Recorded data
-------
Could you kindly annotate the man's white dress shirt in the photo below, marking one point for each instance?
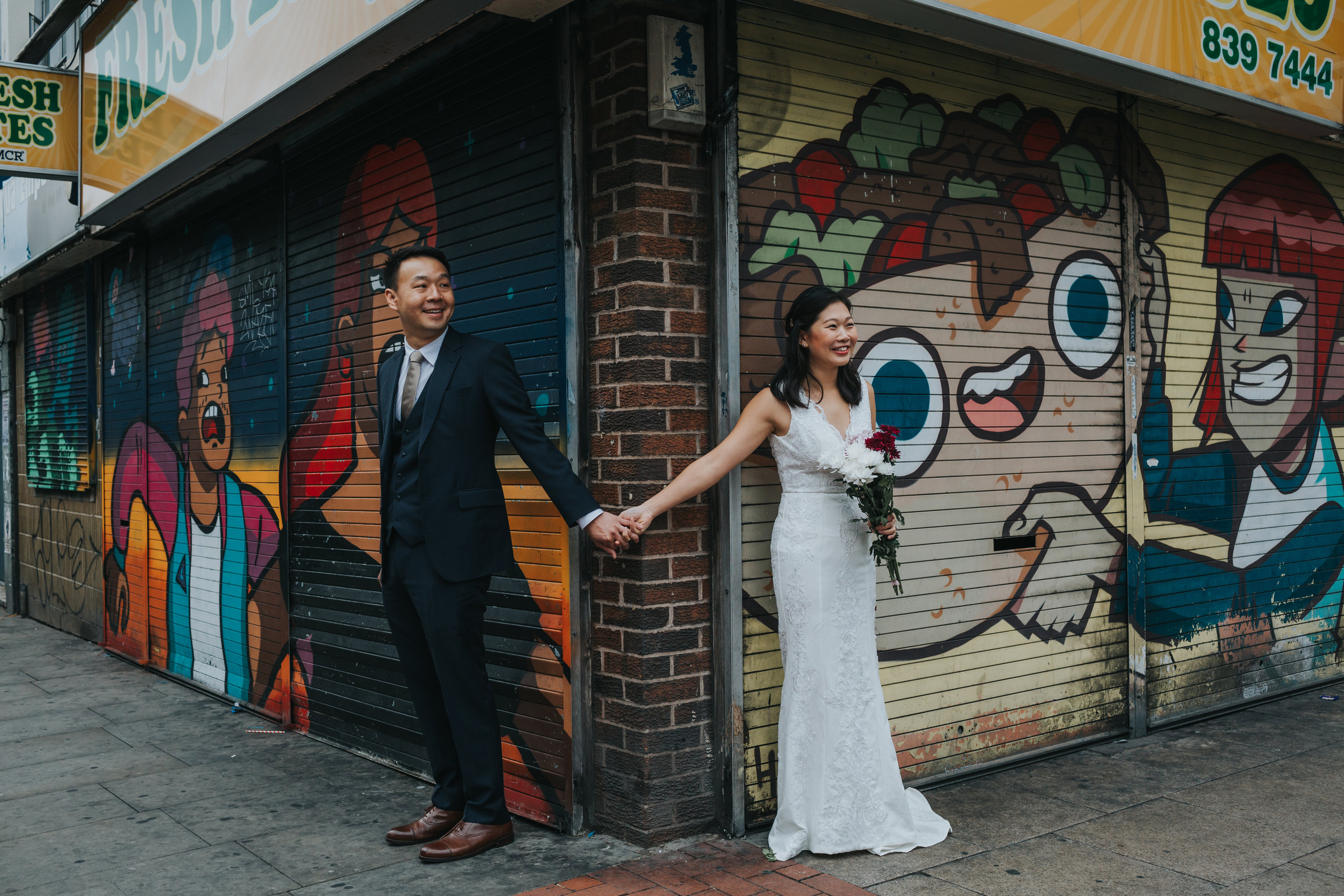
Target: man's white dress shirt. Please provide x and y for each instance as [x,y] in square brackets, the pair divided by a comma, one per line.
[431,358]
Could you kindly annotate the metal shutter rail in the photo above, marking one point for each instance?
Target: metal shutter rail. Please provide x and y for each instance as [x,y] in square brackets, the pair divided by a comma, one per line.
[480,181]
[1243,596]
[57,385]
[843,128]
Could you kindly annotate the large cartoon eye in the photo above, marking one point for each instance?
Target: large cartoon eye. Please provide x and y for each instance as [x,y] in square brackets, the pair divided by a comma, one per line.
[1085,313]
[912,393]
[1283,313]
[1225,307]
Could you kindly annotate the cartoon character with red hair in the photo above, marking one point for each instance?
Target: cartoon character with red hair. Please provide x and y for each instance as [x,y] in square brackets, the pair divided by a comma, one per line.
[226,621]
[1267,478]
[332,456]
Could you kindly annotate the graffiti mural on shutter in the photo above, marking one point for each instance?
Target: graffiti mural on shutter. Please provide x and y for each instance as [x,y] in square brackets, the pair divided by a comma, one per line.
[58,513]
[1238,437]
[974,218]
[57,386]
[479,181]
[972,214]
[127,564]
[202,465]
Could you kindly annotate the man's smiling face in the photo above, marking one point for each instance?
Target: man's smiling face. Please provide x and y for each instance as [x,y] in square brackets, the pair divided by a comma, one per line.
[206,422]
[1267,332]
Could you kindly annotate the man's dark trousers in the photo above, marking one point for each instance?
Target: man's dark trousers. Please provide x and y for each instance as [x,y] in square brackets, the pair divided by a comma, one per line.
[445,531]
[437,629]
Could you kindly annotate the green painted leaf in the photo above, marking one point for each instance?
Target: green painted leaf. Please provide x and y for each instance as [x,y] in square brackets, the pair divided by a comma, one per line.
[891,130]
[838,253]
[1085,186]
[1004,112]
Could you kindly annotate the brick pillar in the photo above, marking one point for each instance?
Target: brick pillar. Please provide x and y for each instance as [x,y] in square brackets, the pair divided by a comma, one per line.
[649,385]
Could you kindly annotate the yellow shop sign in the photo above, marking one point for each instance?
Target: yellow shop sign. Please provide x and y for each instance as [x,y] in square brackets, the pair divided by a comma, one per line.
[1281,52]
[39,123]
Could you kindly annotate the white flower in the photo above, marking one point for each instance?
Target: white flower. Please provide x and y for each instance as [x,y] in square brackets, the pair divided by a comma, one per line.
[867,456]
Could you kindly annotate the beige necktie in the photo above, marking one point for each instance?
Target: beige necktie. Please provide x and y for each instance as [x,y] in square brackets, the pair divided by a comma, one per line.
[412,382]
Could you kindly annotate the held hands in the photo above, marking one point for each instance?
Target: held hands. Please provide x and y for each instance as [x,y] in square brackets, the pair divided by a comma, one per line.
[611,534]
[888,531]
[638,519]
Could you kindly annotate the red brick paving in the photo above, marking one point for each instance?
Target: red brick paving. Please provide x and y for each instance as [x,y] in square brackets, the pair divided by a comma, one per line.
[730,867]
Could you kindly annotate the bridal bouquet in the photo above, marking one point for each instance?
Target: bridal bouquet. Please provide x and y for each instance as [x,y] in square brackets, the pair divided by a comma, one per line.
[867,467]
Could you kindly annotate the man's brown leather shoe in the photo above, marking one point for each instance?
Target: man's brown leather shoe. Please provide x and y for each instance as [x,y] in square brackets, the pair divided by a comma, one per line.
[432,825]
[468,838]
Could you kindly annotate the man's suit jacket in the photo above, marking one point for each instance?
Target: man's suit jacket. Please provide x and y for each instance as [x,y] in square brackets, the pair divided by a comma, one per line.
[474,393]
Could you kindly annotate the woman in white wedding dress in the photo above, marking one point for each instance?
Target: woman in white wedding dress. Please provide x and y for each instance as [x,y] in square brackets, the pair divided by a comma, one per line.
[839,779]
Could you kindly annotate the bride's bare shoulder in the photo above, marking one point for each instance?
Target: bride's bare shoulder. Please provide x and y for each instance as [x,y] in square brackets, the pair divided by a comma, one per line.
[767,407]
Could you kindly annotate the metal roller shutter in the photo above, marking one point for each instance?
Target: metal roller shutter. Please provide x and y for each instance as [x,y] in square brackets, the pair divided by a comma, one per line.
[1245,491]
[205,458]
[57,396]
[474,171]
[972,210]
[125,539]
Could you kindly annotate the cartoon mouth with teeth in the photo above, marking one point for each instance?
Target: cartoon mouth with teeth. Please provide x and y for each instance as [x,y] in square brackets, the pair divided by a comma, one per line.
[998,404]
[1262,383]
[213,426]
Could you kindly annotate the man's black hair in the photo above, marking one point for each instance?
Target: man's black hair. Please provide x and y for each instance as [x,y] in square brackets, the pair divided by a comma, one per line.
[393,267]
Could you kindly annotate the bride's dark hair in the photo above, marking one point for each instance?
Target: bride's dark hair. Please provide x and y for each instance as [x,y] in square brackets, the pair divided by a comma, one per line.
[796,372]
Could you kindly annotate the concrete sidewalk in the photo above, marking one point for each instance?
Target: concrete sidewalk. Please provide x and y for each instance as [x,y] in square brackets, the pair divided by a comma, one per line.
[115,781]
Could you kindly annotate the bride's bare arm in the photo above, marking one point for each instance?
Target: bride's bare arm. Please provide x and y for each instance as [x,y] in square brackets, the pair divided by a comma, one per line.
[762,415]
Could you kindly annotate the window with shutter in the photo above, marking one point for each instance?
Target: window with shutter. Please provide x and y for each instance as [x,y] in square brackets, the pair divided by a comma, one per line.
[57,389]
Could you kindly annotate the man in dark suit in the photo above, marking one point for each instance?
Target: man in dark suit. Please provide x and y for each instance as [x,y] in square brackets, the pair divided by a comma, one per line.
[441,401]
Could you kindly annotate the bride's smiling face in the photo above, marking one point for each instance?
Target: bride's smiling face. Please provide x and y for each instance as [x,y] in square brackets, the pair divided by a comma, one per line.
[831,339]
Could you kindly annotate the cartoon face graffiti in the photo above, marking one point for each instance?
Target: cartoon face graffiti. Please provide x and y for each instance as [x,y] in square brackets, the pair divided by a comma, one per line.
[1264,342]
[205,420]
[982,254]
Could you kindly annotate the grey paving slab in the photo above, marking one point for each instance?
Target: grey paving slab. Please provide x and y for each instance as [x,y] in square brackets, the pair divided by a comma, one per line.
[1269,731]
[1277,797]
[14,676]
[98,884]
[62,811]
[996,811]
[331,849]
[1199,757]
[191,784]
[1288,880]
[103,676]
[115,766]
[155,708]
[230,871]
[1195,841]
[44,722]
[254,813]
[537,857]
[1329,860]
[289,751]
[15,695]
[1055,865]
[1098,781]
[866,870]
[63,746]
[97,847]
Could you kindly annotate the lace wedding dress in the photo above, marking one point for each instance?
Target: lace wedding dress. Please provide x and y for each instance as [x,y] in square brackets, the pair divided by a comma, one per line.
[839,779]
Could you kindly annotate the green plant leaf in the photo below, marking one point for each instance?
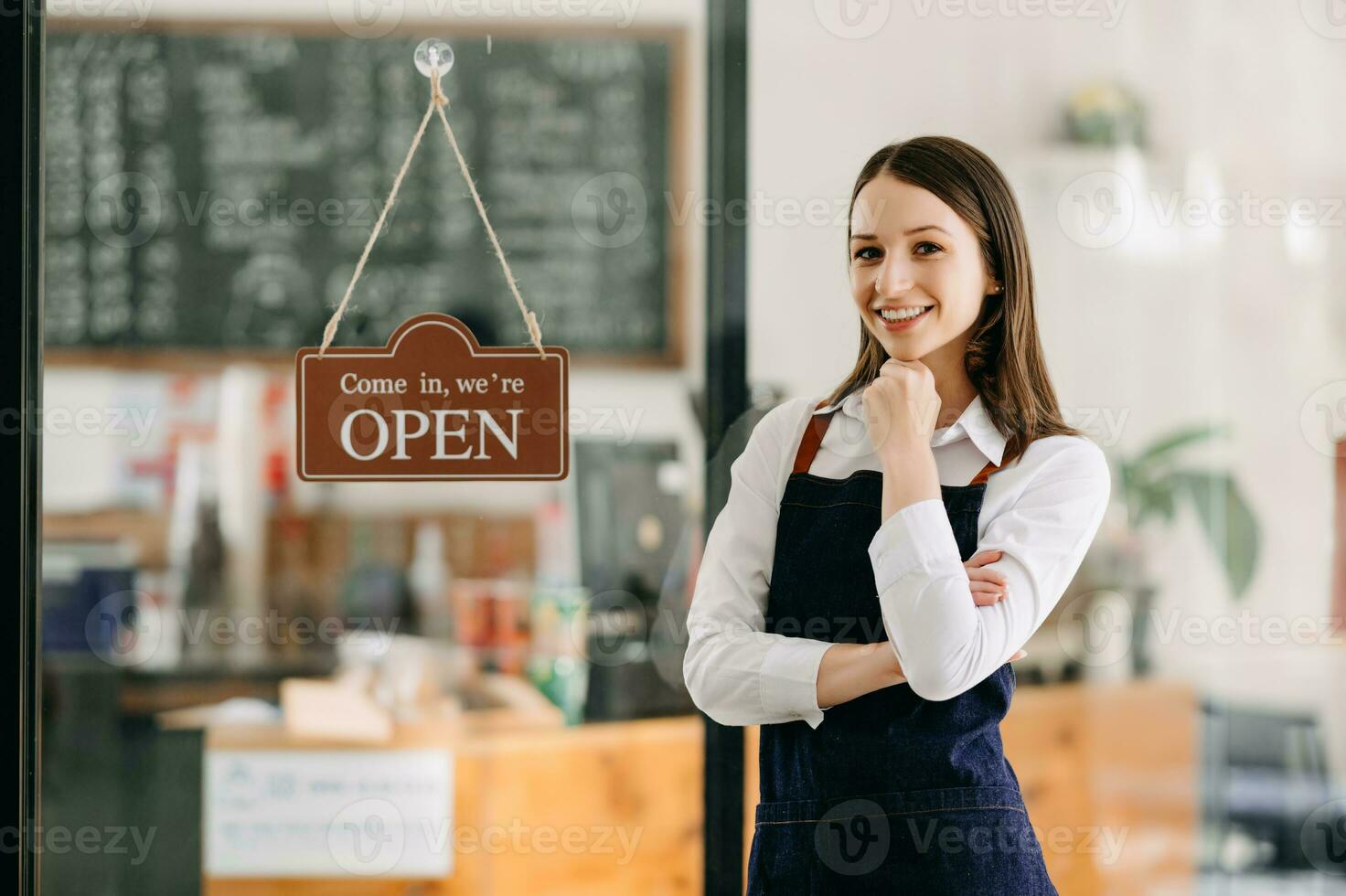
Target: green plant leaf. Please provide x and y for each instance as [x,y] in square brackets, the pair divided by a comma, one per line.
[1165,447]
[1228,521]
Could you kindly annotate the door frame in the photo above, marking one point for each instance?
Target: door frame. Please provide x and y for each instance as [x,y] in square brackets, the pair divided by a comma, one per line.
[20,381]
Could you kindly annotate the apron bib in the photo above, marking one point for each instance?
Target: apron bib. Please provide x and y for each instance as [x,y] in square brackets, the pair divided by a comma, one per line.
[892,793]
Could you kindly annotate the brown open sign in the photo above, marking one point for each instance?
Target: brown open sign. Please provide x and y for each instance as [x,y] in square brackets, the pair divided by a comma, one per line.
[433,404]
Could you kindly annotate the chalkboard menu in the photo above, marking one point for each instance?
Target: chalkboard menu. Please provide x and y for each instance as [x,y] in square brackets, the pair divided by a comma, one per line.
[214,190]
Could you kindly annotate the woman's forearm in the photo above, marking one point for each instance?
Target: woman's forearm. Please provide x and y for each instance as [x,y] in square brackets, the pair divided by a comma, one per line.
[852,670]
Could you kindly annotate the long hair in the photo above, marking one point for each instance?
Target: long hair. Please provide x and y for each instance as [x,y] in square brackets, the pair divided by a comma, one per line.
[1004,357]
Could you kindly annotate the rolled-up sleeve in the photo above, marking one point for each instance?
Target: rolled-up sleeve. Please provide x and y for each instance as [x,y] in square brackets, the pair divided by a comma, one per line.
[944,641]
[735,672]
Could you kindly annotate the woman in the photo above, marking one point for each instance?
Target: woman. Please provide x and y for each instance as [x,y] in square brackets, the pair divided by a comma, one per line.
[843,602]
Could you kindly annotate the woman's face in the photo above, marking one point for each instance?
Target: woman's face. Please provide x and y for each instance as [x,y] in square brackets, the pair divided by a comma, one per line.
[910,251]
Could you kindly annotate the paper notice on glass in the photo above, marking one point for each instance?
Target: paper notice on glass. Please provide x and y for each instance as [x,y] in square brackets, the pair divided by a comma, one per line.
[330,813]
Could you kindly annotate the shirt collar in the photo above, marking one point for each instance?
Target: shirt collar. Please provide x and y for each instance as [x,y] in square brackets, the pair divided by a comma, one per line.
[973,422]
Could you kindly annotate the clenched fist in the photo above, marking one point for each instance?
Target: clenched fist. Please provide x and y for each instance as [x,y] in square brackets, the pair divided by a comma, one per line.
[901,407]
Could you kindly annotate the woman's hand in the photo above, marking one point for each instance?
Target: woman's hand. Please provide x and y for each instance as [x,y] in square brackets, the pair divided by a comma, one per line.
[902,408]
[988,585]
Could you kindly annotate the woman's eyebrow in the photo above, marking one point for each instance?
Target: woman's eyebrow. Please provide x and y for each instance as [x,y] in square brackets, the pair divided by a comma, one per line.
[870,236]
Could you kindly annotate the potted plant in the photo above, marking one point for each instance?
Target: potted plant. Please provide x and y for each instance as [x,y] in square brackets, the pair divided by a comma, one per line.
[1151,485]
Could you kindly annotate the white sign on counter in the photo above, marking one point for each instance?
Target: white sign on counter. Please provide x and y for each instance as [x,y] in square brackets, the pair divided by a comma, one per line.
[331,813]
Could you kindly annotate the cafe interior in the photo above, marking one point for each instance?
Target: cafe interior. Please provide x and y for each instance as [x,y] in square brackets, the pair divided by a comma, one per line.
-------
Copy out the entries verbatim, starting at the line that contains "Could you kindly annotate the shirt" and stopping after the last line of the entries.

Could you kindly annotate the shirt collar in the photo above, marking one point for each instance?
Target: shirt collar. Please provide x and y for each instance as [x,y] in square brackets, the pair divided by a comma, one per line.
[973,422]
Could you kindly annotate the clenched fist in the photo above, marking one point for each instance?
Target: clenched fist. Please provide x and y for each instance as [x,y] in square brackets, the pair divided by a comma, one per line.
[901,407]
Could you kindly annotate the woman's hand in the photo above, marking one point for each instance?
Target: woman's hand. Please provide x and y for each instance as [x,y] in square brackets, the pair divided by a comma, one per line.
[902,408]
[988,585]
Could you kindly annotate the woman's eyebrow in the photo above, marking one point for each instance?
Target: woman's eyebrow. Please provide x and y for each instance as [x,y] in square brackets, the pair divided by a comma, one per line.
[870,236]
Could you kindly annotate the potted plant in the photo above, marking one point for each instance?
Target: potted plant. Please provide x and y for each instance as [x,y] in square brackets, the pair divided by a comma, one per line.
[1151,485]
Could you kindly annotate the white sign on counter in the photo above, marking one point for each instance?
Target: white sign on counter. Please provide x and y for each instance as [x,y] in square brackets, the pair divided by a comma, one per line.
[331,813]
Could you kindly annotate the cafe interior in the photo above, marking one point for each instance?
Target: cafe interior. Please provide x and y for each instance as [x,y] in square brackets, the pair divided by a comma, one per line.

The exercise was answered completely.